---- Raw records
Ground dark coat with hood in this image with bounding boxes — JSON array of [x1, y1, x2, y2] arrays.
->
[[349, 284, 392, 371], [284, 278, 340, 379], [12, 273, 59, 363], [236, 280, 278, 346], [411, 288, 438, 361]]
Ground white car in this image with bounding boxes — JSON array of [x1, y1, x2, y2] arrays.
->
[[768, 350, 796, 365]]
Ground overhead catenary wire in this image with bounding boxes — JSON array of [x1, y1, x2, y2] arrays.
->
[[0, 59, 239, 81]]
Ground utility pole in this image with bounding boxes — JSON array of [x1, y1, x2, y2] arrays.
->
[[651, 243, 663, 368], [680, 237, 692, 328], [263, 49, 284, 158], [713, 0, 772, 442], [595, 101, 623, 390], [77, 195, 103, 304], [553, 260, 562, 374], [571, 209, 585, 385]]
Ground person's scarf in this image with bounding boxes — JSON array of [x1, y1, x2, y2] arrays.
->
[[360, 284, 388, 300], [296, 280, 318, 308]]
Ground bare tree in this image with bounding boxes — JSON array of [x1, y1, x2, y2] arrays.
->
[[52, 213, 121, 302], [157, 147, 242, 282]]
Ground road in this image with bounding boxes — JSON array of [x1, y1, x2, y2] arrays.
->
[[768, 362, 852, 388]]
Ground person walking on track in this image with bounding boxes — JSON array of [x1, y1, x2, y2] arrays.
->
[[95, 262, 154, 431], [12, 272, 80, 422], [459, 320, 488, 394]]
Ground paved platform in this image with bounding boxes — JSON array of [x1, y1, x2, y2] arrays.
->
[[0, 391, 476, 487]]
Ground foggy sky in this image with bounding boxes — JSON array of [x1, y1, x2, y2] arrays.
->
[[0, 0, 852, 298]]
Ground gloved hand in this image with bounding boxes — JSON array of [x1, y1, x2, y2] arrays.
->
--------
__Aim__:
Can you rewrite all the items above with "bounding boxes" changed to "box coordinates" and everything else left as it is?

__Output__:
Ground dark coat with hood in this image with box coordinates — JSON array of [x1, y1, x2, y2] arrays.
->
[[349, 284, 392, 371], [284, 278, 340, 379], [12, 273, 59, 363], [236, 280, 278, 346], [411, 288, 438, 361]]
Ground white car in this image with box coordinates — JSON array of [x1, y1, x2, y2] arrays.
->
[[768, 350, 796, 365]]
Ground overhead catenary wire in this image with box coordinates — JSON array of [x1, y1, x2, y2] arrays.
->
[[0, 59, 239, 81]]
Ground utility pole in this image with box coordinates — JSON array of [x1, y1, x2, y2] arrays.
->
[[651, 243, 663, 368], [680, 237, 692, 328], [263, 49, 284, 158], [713, 0, 772, 442], [595, 101, 623, 390], [77, 195, 103, 304], [553, 260, 562, 374], [571, 209, 585, 385]]
Ground person's scarf in this image with box coordinates — JSON array of [x1, y1, x2, y2] arrays.
->
[[360, 284, 388, 300], [296, 280, 318, 308]]
Ground bare tree in this image with box coordinates — JSON array of [x1, y1, x2, y2] arrays.
->
[[52, 213, 121, 302], [157, 147, 242, 282]]
Ground road in this image with box coordinates — JSON array of [x1, y1, x2, y2] arrays.
->
[[768, 362, 852, 388]]
Ground person walking on track in this image with box coordinates — JSON array of [x1, y1, x2, y2] arrays.
->
[[95, 262, 154, 431], [12, 272, 80, 422], [459, 320, 488, 394]]
Ground paved platform in this image with box coordinates — JSON array of [x1, y1, x2, y2] arrays.
->
[[0, 391, 476, 487]]
Ground foggy sky in this image with box coordinates — JSON array of [x1, y1, x2, y2] arrays.
->
[[0, 0, 852, 298]]
Ground gloved hand in this image with box coordinates — JSON array of [x1, y1, x2, y2] arrays.
->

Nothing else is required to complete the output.